◆ SOLICITUD ESCRITA
Actualiza el tramo del texto sobre el Dios de Jesús que va desde «Además, el Dios» hasta «(Dios con nosotros)» y escríbelo de nuevo con «el Evangelio» en lugar de «la Buena Nueva».

◆ TEXTO
★ ★ ★ ★ ★

«Al principio de todo, cuando no había nada, cuando todo era injusticia, caos y muerte, Dios pidió a una mujer que lo pariera y a un hombre que lo adoptara, para que le dieran pueblo… pueblo que le diera a Dios humanidad y mundo».
Últimamente, con el ansia de modernidad y con el pretexto de un ecumenismo mal entendido, queremos llegar a una definición o idea universal de Dios que integre el mayor número de los rasgos fundamentales comunes a todos los dioses y aceptables para todas las creencias religiosas o morales y aun científica.
Para Jesús, sin embargo, Dios no comparte muchas características de otros dioses, no es el Dios del Cielo: poderoso, eterno e inmutable; uno radicalmente trascendente, espíritu puro, dueño de todo y alcanzable por la sabiduría, las prácticas o la adoración de las religiones —ni siquiera de la suya—. Porque el Dios de Jesús no está en las alturas, está pegado a la tierra: a la humillación del pueblo, dice María en el Magnificat. Un Dios encarnado es, en el fondo, una blasfemia para las grandes religiones —y para algunos teólogos cristianos, modernos o postmodernos—, para quienes creer en una encarnación de Dios es ingenuidad.
Además, el Dios de la comunidad de Jesús resulta inaceptable para una modernidad cuyo pecado original es la destrucción sistemática de la comunión humana, de las comunidades y de sus mundos… En esos mundos, mera conglutinación de individuos-mónadas, solitarios y egoístas, Dios ya no tiene lugar.
Sin embargo, como en tiempos de Jesús, hay pueblos y mundos que todavía confían y aguardan la intervención de Dios en sus vidas. Desde, con y para ellos podemos anunciar la Buena Nueva, la experiencia de Dios que nos trae Jesús, y profetizar hoy que su Espíritu está viniendo a cambiar la faz de la tierra.
La novedad de Dios se llama Jesús (Dios salva) Emmanuel (Dios con nosotros)

★ ★ ★ ★ ★

◆ DATOS PROPORCIONADOS
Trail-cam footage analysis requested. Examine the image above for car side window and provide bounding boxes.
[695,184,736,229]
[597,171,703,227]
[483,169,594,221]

★ ★ ★ ★ ★

◆ RESPUESTA A LA TAREA
Además, el Dios de la comunidad de Jesús resulta inaceptable para una modernidad cuyo pecado original es la destrucción sistemática de la comunión humana, de las comunidades y de sus mundos… En esos mundos, mera conglutinación de individuos-mónadas, solitarios y egoístas, Dios ya no tiene lugar.
Sin embargo, como en tiempos de Jesús, hay pueblos y mundos que todavía confían y aguardan la intervención de Dios en sus vidas. Desde, con y para ellos podemos anunciar el Evangelio, la experiencia de Dios que nos trae Jesús, y profetizar hoy que su Espíritu está viniendo a cambiar la faz de la tierra.
La novedad de Dios se llama Jesús (Dios salva) Emmanuel (Dios con nosotros)